Document
• • • •
WIND: Duke Energy and TotalEnergies win two lease auctions to develop wind energy off the North Carolina and South Carolina coast, with winning bids totalling $315 million. (Winston-Salem Journal, Coastal Review)

ALSO: The fishing industry frets over wind energy development off the Carolinas, as some targeted areas are home to species popular with recreational anglers. (Wall Street Journal)

OIL & GAS: Federal officials cancel two planned sales of offshore oil and gas leases in the Gulf of Mexico due to “conflicting court rulings.” (Reuters)

PIPELINES: A gas company invested in the Mountain Valley Pipeline reports a nearly $30 million impairment charge that represents a write-down of the project’s value as it faces delays and regulatory obstacles. (Roanoke Times; Charleston Gazette-Mail, subscription)

• Operations begin at a 68 MW solar farm in Georgia. (WMAZ)
• An energy company announces it will partner with a Caterpillar dealer to build a 500 kW solar project in Kentucky. (PV Magazine)
• • • •
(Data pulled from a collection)
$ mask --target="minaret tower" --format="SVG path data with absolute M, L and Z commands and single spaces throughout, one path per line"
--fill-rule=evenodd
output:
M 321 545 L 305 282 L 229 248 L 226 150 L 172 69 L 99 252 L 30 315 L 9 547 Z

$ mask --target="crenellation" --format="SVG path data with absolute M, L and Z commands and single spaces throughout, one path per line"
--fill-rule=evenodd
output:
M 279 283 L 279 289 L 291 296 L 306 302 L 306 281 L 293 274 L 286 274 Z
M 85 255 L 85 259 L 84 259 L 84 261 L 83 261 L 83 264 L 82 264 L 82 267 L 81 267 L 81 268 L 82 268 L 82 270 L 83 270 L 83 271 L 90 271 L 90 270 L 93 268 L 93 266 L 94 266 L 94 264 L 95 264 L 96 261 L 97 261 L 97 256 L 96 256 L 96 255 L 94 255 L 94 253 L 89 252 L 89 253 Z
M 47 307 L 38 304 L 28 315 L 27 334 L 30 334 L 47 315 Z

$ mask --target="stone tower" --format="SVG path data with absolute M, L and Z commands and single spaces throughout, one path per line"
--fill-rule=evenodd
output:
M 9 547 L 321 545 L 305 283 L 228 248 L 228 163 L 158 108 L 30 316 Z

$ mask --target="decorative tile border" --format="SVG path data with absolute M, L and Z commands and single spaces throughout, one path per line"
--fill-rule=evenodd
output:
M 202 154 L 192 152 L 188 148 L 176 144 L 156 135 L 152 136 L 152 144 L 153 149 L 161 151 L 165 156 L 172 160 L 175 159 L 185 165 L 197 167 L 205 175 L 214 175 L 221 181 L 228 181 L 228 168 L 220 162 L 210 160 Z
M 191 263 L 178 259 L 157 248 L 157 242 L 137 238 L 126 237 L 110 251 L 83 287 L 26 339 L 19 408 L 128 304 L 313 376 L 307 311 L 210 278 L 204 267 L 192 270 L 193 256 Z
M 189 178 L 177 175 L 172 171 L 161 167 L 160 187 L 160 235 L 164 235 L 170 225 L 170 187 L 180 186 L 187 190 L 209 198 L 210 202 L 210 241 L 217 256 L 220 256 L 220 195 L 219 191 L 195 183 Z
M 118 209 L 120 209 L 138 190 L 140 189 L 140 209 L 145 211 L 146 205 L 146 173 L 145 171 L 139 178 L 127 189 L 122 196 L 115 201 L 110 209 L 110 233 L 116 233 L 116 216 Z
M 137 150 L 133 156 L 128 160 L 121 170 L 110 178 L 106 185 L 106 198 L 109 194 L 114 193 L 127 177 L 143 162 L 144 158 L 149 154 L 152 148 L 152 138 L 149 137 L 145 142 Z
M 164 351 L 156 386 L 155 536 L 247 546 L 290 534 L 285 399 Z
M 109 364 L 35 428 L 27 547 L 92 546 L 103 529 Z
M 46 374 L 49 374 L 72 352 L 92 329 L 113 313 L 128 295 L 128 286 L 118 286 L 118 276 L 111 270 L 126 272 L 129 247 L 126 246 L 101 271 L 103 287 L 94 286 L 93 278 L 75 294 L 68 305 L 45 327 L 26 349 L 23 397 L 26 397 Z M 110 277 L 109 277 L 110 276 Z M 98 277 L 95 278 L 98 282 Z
• • • •
What is being asked
Rewrite the energy news roundup starting at "PIPELINES: A gas" and ending at "in Georgia. (WMAZ)", swapping in "solar facility" wherever "solar farm" appears.

Response
PIPELINES: A gas company invested in the Mountain Valley Pipeline reports a nearly $30 million impairment charge that represents a write-down of the project’s value as it faces delays and regulatory obstacles. (Roanoke Times; Charleston Gazette-Mail, subscription)

• Operations begin at a 68 MW solar facility in Georgia. (WMAZ)